REQUIREMENT:
Return every line of the data that contains the string "above".

PROVIDED DATA:

>>

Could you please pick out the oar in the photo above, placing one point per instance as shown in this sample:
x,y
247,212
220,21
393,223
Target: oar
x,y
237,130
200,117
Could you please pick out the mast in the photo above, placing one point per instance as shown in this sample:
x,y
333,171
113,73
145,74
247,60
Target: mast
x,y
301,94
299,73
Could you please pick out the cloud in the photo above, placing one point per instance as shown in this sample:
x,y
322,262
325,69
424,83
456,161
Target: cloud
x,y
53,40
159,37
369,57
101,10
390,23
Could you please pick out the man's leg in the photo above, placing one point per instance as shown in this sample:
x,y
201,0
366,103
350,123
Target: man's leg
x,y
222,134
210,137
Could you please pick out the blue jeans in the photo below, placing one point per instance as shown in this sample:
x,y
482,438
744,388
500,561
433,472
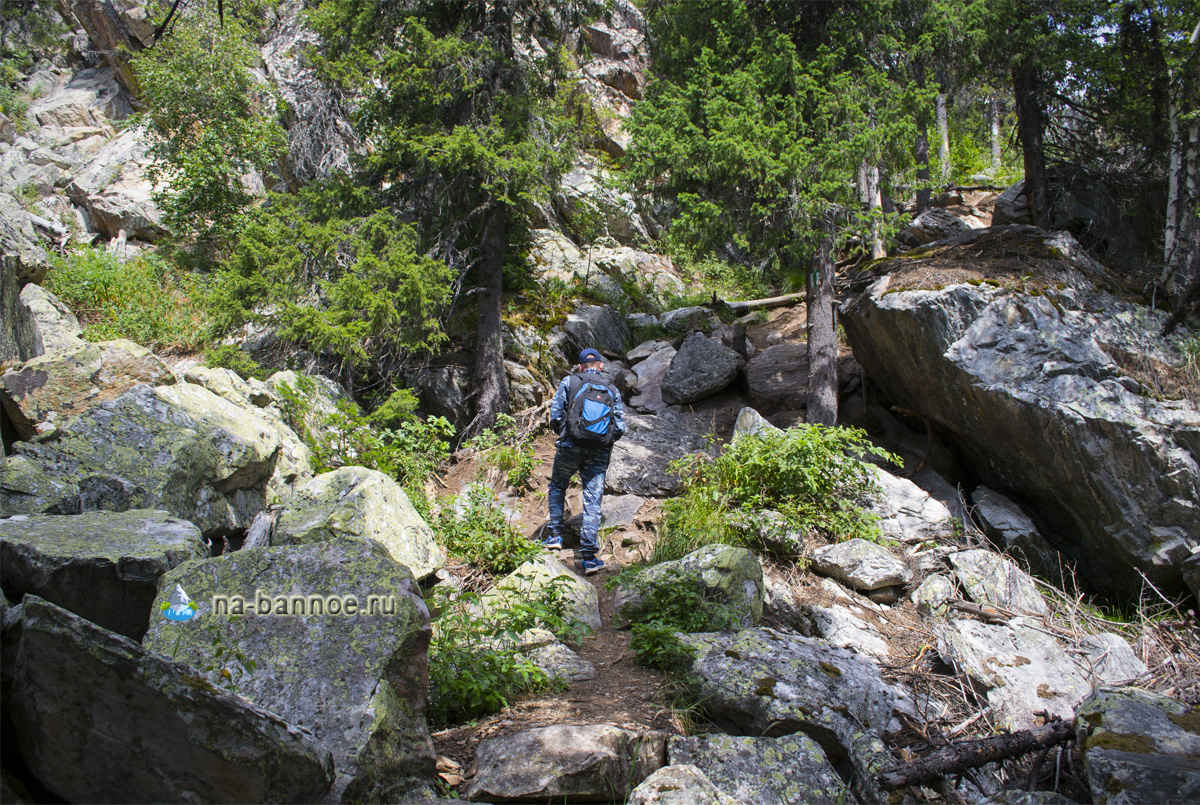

<<

RESULT:
Could you please pick out the oar in the photo above, placing one point per instance as shown in this sample:
Could you please pick out the mast in the photo above, placing one point per instance as shown in this sample:
Could you please pick out the cloud in the photo above, placing one point per instance as shown in this sample:
Could you please pick out the man's leg in the photo above, placing one point per instance as shown in this sample:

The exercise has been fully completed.